DE

Metadata in Hugo

In Hugo, metadata is defined in the so-called front matter. Some of the predefined fields only become effective when we manually include them in templates, while other fields are automatically taken into account during the website’s build process.

This article provides an overview of how such fields are defined and provides some considerations on what information should be stored in the front matter and as hidden secondary content on the website.

Data Formats

Hugo supports various formats for the front matter: YAML, TOML, and JSON. In practice, there are hardly any decisive advantages or disadvantages; you can simply choose the format whose syntax suits you best. Personally, I prefer YAML.

JSON necessarily groups data with brackets, which seems unnecessary for simply structured data. To my mind, the somewhat cumbersome handling of hierarchical data speaks against TOML. Lists are represented in array syntax: [a, "b", 2]. For nested structures, the table headers must be repeated: [servers], then [servers.alpha], then [servers.alpha.a].

In YAML too we can denote data structures with the same bracket literals. But we can also simply list the scalar elements of structures, as we would do with unordered lists in Markdown. In nested structures, the levels are grouped by indenting them in a syntactically meaningful way (as opposed to repeated table headers).

In YAML, string values can be written without quotation marks, even if they contain spaces. Quotation marks are only required if a reserved character such as : appears in the string. Literals such as 12 or 2014-12-31 are automatically recognized as denoting numbers or dates (as opposed to strings). Only in exceptional cases, they must be turned into strings by putting quotation marks around the literals ("12").

The documentation recommends to define at least title and date in the front matter of each page. These fields only have an effect if they are used in layouts.

For most users, it makes sense to integrate this information into the HTML header. Standards such as schema.org or Dublin Core define additional requirements on how metadata should be structured and made available in machine-readable form. If this matters to you, you can use the metadata of the front matter to implement the recommendations of these guidelines.

Information about Content

The title should always be included in the head of a page. It not only appears in the title bar or in the browser tab, but also plays an important role for search engine optimization. In the base layout, this could be implemented as follows:

{{ if .Page.Title }}<title>{{ .Page.Title }}</title>{{ end }}

Two fields allow the main content to be displayed in summary or excerpt form. The description field adds a general description to the title. This is provided in the head of the page by a corresponding meta tag, which is created using the PAGE.description method:

<meta name="description" content="{{ if .Params.description }} {{ .Params.description }}{{ end }}" />`.

This description may be used by Google for the snippets in search results.

The summary field serves a different purpose. It’s used for content excerpts that are openly visible to the visitor, for example in excerpts of individual blog posts. These summaries can be inserted into layouts using the PAGE.Summary method.

=-=-=-=-=

## Instructions for the task
Carry on with the article on metadata in Hugo, starting right after its last sentence. The rows come from a different source than the article.

=-=-=-=-=

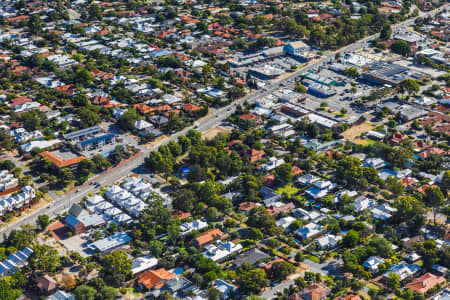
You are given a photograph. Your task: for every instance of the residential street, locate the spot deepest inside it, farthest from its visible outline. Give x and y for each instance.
(62, 203)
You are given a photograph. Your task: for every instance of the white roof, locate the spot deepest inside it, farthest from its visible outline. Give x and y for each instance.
(143, 263)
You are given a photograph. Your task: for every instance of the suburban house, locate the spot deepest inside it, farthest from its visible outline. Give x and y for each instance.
(320, 189)
(309, 231)
(403, 270)
(372, 264)
(46, 284)
(221, 251)
(316, 291)
(155, 279)
(208, 237)
(142, 264)
(327, 241)
(251, 256)
(425, 283)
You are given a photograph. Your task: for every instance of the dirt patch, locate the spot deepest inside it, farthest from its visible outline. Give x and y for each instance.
(210, 134)
(357, 130)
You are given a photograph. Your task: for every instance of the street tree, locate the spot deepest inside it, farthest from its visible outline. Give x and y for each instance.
(43, 221)
(116, 268)
(435, 198)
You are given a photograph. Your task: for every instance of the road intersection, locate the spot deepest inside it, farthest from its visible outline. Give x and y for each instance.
(62, 203)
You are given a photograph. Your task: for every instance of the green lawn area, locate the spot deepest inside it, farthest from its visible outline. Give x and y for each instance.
(287, 189)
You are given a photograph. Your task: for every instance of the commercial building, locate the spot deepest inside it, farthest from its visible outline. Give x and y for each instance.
(320, 79)
(295, 48)
(96, 142)
(294, 110)
(63, 158)
(110, 243)
(82, 134)
(318, 89)
(385, 73)
(266, 72)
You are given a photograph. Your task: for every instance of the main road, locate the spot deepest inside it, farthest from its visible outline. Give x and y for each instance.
(62, 203)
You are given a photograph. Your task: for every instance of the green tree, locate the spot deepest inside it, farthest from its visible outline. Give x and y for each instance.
(284, 172)
(100, 163)
(7, 292)
(386, 32)
(445, 182)
(85, 292)
(382, 247)
(300, 88)
(351, 238)
(395, 186)
(435, 198)
(21, 238)
(43, 221)
(81, 76)
(116, 268)
(127, 119)
(195, 137)
(36, 60)
(88, 117)
(35, 24)
(273, 243)
(393, 282)
(184, 200)
(251, 280)
(95, 12)
(281, 269)
(255, 234)
(212, 214)
(401, 47)
(398, 157)
(109, 293)
(44, 258)
(185, 143)
(409, 86)
(351, 72)
(213, 294)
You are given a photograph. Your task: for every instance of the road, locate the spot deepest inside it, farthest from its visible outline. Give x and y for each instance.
(62, 203)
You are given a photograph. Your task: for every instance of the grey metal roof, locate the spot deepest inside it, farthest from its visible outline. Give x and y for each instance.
(82, 132)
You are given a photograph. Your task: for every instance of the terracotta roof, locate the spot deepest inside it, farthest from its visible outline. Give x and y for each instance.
(58, 162)
(143, 108)
(247, 206)
(425, 282)
(191, 107)
(46, 283)
(155, 279)
(20, 100)
(315, 291)
(407, 182)
(424, 187)
(256, 155)
(431, 151)
(208, 237)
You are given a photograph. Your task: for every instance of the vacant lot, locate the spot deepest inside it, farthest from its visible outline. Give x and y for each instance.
(357, 130)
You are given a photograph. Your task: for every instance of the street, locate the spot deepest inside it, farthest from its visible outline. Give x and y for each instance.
(62, 203)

=-=-=-=-=

## Output for this task
The date is used to document when a page was originally published. With archetypes the current date can be automatically inserted into the front matter when a markup file is created. For ease-of-use, it is recommended to use a simple date format such as YYYY-MM-DD.

While this date may be of interest to the author, it is primarily used to present the publication date to visitors. For this, the date can be integrated into layouts via the PAGE.Date method. Here we are not limited to the date format that is used in the front matter, but can be customized using the time.Format function. For multilingual pages, words such as month names are automatically translated.

Additionally, lastmod can be used to record when content was last edited. This is particularly important for topics that are subject to rapid change. In such cases, visitors should be informed whether the content in question is reasonably up-to-date. The PAGE.lastmod method is used to insert this date in layouts.

Several fields relate to the publication status of the page in question. The draft field can be used to specify whether the page is yet ready for publication by using a Boolean value. If set to true, the page does not appear on the published website. The publishDate can be used to set the date from which a page will be accessible, while the expiryDate sets a date from which the page should no longer be displayed.

Classifying Content

The type of a page can be explicitly defined in the front matter. The definition in the type field takes priority over the type derived from section membership. A layout with the same name can be created, which gives you more control over what other content is to be inserted on individual pages.

So-called taxonomies can be used to classify content in the front matter with keywords. This topic is discussed in detail in its own part of the series on content management.

A customized URL Structure

By default, URLs in Hugo follow the directory structure under content/. However, developers may define their own URL scheme. The more you deviate from the standard, the greater the additional effort will be.

Custom URLs for Single Pages

If you only want to change the last component of the URL of a single page, you can use the slug field in the front matter of the corresponding markup file. As a result, the individual page is accessed via the value for this key. For instance, content/blog/post-1.md with slug: my-first-post would be available via domain.com/blog/my-first-post/ as opposed to domain.com/blog/post-1/.

The url field can be used to influence the entire URL. Or more precisely, the part of the URL that comes after the base URL, which is defined in the main configuration. Let’s take the example from the official documentation, which assumes https://domain.com/ as base URL. If we create a file under content/posts/post-1.md and set url = '/articles/my-first-article.html' in its front matter, then the corresponding page is accessible under https://domain.com/articles/my-first-article.html.

It’s important to note that for a multilingual website the prefix / in the url field makes a difference. Only without a preceding / will the prefix for the language (de, for instance) be inserted between the base URL and the url value. For a monolingual website it makes no difference, but even then the variant without / is simply the technically more accurate option, since we wouldn’t want two / in the URL.

Permalinks allow URLs to be defined for the sections located at the top level of the content/ directory. This means that the trailing part of a URL such as domain.com/name-of-section/ can be replaced by any other URL components.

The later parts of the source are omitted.